WRITTEN EXERCISE 1
Return, unchanged, the stretch of the records below from the line containing "of the parking" through the end of the records.

╭─ EXCERPTED PASSAGE

# Chase in the skies - Cinematic Studio Series composition (CSS, CSB, CSW and Cineperc)



## Andres Sarmiento (Apr 1, 2022)

Hi everyone! First time posting here, I wanted to show you a project I'm working on using only the cinematic studio series libraries + Cineperc, and hopefully have some feedback regarding the quality of the sound, the composition or whatever comes to your mind.

I'm also using the Project Colossal template for this, which is a really interesting tool I found in this forum if you want to check that out. Thank you in advance!
EDIT: This is now the finished version of this composition.


----------



## Henrik B. Jensen (Apr 1, 2022)

It sounds great  I wish the percussion was toned down though, both in volume and in how much of it that is used in the piece. A lot of it is unnecessary, I feel. I’d love to hear a version with only sparse percussion used


----------



## mybadmemory (Apr 1, 2022)

Lovely!


----------



## RSK (Apr 1, 2022)

Very well done!


----------



## Andres Sarmiento (Apr 1, 2022)

Henrik B. Jensen said:


> It sounds great  I wish the percussion was toned down though, both in volume and in how much of it that is used in the piece. A lot of it is unnecessary, I feel. I’d love to hear a version with only sparse percussion used


Yeah I can agree that is a bit too much in terms of volume, and was thinking about balancing the arrangement with a longer development with less percussion. I wanted a huge percussion section for this introduction, so the next parts of this will have less of it for sure : )


----------



## Trash Panda (Apr 1, 2022)

I think the opening movement could use more going on in the bass registers, but pretty cool piece overall. 👍🏻


----------



## Vladimir Bulaev (Apr 2, 2022)

╰─

WRITTEN EXERCISE 2
Resume the forum thread about the Cinematic Studio Series composition from the point where it stops.

╭─ DATA LINES

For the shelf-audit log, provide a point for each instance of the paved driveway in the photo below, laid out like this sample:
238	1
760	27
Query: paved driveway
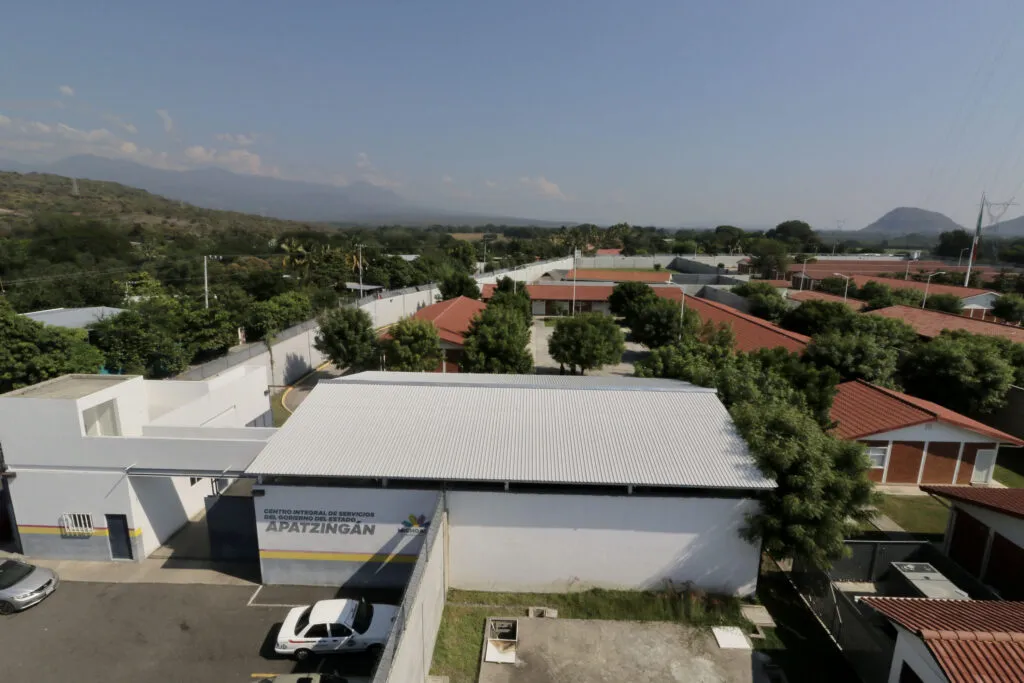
130	633
545	365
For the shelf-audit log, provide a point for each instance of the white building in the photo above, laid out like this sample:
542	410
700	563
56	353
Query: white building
551	483
108	467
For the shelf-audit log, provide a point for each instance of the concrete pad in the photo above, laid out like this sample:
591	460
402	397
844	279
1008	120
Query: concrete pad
596	651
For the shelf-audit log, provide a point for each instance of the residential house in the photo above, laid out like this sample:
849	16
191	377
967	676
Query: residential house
954	641
985	535
914	441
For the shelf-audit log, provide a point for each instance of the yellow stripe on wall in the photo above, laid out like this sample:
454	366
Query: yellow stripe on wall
56	530
338	557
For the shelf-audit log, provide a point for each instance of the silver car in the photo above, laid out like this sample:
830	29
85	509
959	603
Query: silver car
24	585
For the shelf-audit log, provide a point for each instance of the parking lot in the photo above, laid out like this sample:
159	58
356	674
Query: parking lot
128	633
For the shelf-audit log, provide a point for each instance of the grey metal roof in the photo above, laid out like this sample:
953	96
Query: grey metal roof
481	430
73	317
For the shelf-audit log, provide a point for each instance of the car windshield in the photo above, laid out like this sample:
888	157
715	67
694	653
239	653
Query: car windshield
364	616
12	571
303	621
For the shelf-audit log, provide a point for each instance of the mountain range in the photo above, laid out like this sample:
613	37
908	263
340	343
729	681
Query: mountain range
217	188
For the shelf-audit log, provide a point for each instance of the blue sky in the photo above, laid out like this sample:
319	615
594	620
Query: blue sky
666	113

╰─

EXERCISE RESPONSE 1
For the shelf-audit log, provide a point for each instance of the parking lot in the photo above, laid out like this sample:
159	58
356	674
Query: parking lot
128	633
For the shelf-audit log, provide a point for each instance of the grey metal roof in the photo above, laid out like this sample:
953	96
Query: grey metal roof
481	430
73	317
For the shelf-audit log, provide a point for each instance of the car windshield in the photo above, laid out like this sample:
888	157
715	67
694	653
239	653
Query: car windshield
364	616
12	571
303	621
For the shelf-audit log, provide a point for each instance of the mountain range in the photo above, laid out like this sample:
613	37
908	263
340	343
729	681
Query: mountain range
217	188
For the shelf-audit log, provide a point for each instance of the blue sky in the photo above, laid out like this sample:
319	615
594	620
Query: blue sky
666	113

EXERCISE RESPONSE 2
Awesome!


----------



## NathanTiemeyer (Apr 9, 2022)

Andres Sarmiento said:


> Hi everyone! First time posting here, I wanted to show you a project I'm working on using only the cinematic studio series libraries + Cineperc, and hopefully have some feedback regarding the quality of the sound, the composition or whatever comes to your mind.
> 
> I'm also using the Project Colossal template for this, which is a really interesting tool I found in this forum if you want to check that out. Thank you in advance!



Great work!


----------



## paularthur (Apr 29, 2022)

Andres Sarmiento said:


> Hi everyone! First time posting here, I wanted to show you a project I'm working on using only the cinematic studio series libraries + Cineperc, and hopefully have some feedback regarding the quality of the sound, the composition or whatever comes to your mind.
> 
> I'm also using the Project Colossal template for this, which is a really interesting tool I found in this forum if you want to check that out. Thank you in advance!



I love the snares in this (i know, random).


----------



## Andres Sarmiento (Apr 29, 2022)

Here is an updated finished version, in case anyone wants to check that out!


----------



## Gingerbread (Apr 29, 2022)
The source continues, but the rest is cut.